* [Directions for this task]: The answer is the line that contains "the reddish-brown vegetation." followed by every later line of the entries below, each repeated exactly, and nothing else.

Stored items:
• • •

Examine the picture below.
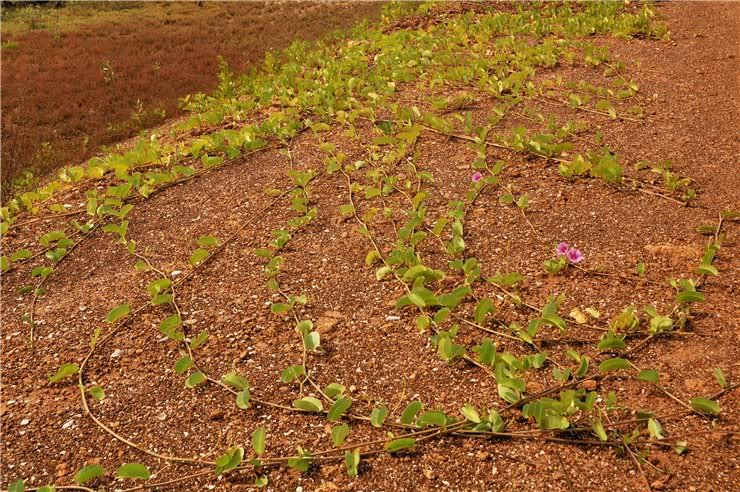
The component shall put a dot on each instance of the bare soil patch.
(689, 90)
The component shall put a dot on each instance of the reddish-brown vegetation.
(66, 93)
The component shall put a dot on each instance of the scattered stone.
(327, 323)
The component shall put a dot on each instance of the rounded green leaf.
(339, 434)
(258, 440)
(63, 372)
(195, 379)
(339, 408)
(705, 405)
(470, 413)
(614, 364)
(410, 412)
(432, 418)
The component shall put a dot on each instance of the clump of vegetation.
(334, 89)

• • •

* [Answer area]:
The component shall put a dot on each instance of the reddish-brown vegetation.
(66, 93)
The component shall put a dot on each instance of the scattered stone.
(327, 323)
The component shall put a dot on each instance of the rounded green leaf.
(339, 434)
(258, 440)
(63, 372)
(195, 379)
(339, 408)
(705, 405)
(470, 413)
(614, 364)
(410, 412)
(432, 418)
The component shall put a dot on each instance of the clump of vegetation.
(334, 89)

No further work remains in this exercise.